CRATE-MAE showed potential for more efficient deep learning models without compromising performance since it performed well on large-scale imagery datasets with fewer parameters.

Reducing Hallucinations Using Hypothesis Verification

An overview of how the TWEAK method reduces hallucinations. (Source

TWEAK is a decoding-only method that integrates with any knowledge-to-text (K2T) generator to reduce hallucinations. This new method verifies generated text against input facts using a Hypothesis Verification Model (HVM). 

The authors also developed a new dataset called Fact-Aligned Textual Entailment (FATE) to train a task-specific HVM. FATE pairs input facts with original and perturbed descriptions to improve the model’s ability to improve the faithfulness (accuracy and reliability) of generated text.

They showed TWEAK can boost faithfulness without compromising the quality of the generated text, which is a usually common trade-off in text generation.

Frameworks We Love

Some frameworks that caught our attention in the last week include:

  1. RealHumanEval: Web interface that helps programmers measure the ability of LLMs via autocomplete or chat support.

  2. CodeEditorBench: Platform that assesses LLMs’ code editing capabilities across various tasks, such as debugging, translating, and requirement switching.

  3. LM-Guided COT: Leverages a small language model to guide an LLM in reasoning tasks like multi-hop question-answering.

If you want your framework to be featured here, get in touch with us. 

Conversations We Loved This Week

A couple of interesting conversations came up recently, one explaining how the cost of LLM training can be made more accessible and the other regarding Ethan Knight’s move to xAI.

Lowering the Cost of LLM Training

JetMoE reduces LLM training costs. (Source)

Zengyi Qin introduced JetMoE, an open-source project by Shell AI that shows LLM training can be cost-effective and high-performance. It goes against a common belief that only larger organisations can develop competitive LLMs.

With a training cost of less than $0.1 million, JetMoE outperformed Meta’s LLaMa-2, an LLM backed by a billion-dollar company. It’s also worth noting that JetMoE has 2.2 billion active parameters—a fraction of the active parameters in LLaMa-2.

Zengyi Qin also mentions that JetMoE can be fine-tuned with a very limited computing budget”.

The Ethan Knight Situation

Musk’s comments on Ethan Knight’s situation. (Source)

Previously associated with Tesla’s computer vision team, Ethan Knight has transitioned to Musk’s xAI. It happened during a highly competitive time when OpenAI also showed interest in Knight.

◆ PROBLEM TO WORK ON: Write the next part of the AI research roundup, picking up after its final sentence. The data records are not needed.

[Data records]
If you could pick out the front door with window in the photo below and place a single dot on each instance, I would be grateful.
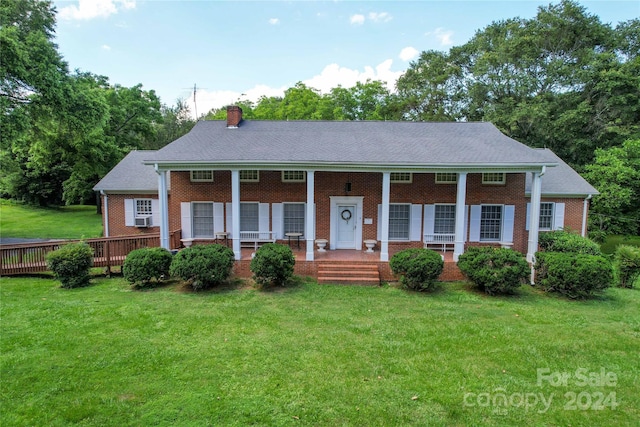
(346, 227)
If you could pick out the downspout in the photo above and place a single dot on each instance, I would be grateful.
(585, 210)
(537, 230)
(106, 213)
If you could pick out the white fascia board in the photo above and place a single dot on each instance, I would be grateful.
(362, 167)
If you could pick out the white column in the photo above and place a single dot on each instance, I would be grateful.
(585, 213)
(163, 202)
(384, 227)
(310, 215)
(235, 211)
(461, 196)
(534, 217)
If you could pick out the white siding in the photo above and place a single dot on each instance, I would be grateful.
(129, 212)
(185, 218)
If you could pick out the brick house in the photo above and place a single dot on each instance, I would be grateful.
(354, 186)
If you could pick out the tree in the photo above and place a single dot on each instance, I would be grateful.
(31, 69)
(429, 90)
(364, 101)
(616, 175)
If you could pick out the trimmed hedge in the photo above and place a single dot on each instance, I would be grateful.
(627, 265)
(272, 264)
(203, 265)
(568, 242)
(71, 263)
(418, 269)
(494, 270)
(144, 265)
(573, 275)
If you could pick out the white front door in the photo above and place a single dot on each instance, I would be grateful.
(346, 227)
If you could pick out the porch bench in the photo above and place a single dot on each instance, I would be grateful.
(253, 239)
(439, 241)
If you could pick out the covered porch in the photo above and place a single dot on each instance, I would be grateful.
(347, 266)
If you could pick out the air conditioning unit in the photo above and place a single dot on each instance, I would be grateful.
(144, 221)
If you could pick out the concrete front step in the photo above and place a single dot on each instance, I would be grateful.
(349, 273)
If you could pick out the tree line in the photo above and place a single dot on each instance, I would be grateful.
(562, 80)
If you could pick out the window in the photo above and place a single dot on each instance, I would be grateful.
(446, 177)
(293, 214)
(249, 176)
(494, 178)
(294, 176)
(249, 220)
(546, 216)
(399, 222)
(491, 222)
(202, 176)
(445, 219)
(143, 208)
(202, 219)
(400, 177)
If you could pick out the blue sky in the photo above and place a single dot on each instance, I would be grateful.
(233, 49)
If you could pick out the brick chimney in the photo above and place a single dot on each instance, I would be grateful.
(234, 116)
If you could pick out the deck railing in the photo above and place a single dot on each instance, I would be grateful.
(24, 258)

◆ OUTPUT FOR THIS EXERCISE:
Musk clarified Knight’s previous role at Tesla while commenting on the intense competition for AI talent.

It shows that talent moving from leading companies can have a massive impact on development and innovation trajectories. Moreover, we can see just how fierce competition is becoming in the AI industry for talent, with Musk describing it as “the craziest talent war” he’s ever seen.

Fundraising in AI

Luminance, Coalesce, and Sima AI were all successful at raising funds this week, with Sima AI raising the most out of the three.

Luminance’s $40 Million Series B Funding

London-based AI law firm Luminance secured $40 million in Series B funding led by March Capital, with contributions from National Grid Partners. Luminance’s AI model automates contract negotiations and other legal documents to make legal processes simpler and quicker.

Coalesce Raises $50 Million in Series B Funding

Data transformation tech start-up Coalesce raised $50 million in Series B funding, led by Industry Ventures and Emergence Capitals.

Coalesce focuses on automating SQL coding for data transformations to accelerate data pipeline development. They plan on using this funding to improve software scalability and introduce AI-driven features.

Sima AI Raises $70 Million to Advance AI in Automotive and Robotics

Chip start-up Sima AI raised $70 million to accelerate AI integration in the automotive and robotics industries. The start-up focuses on creating advanced AI chips that can improve the performance and capabilities of autonomous vehicles and robotic systems. 

Sima AI’s chips are designed to handle high-level computations needed for AI applications, like machine learning algorithms and sensor data processing.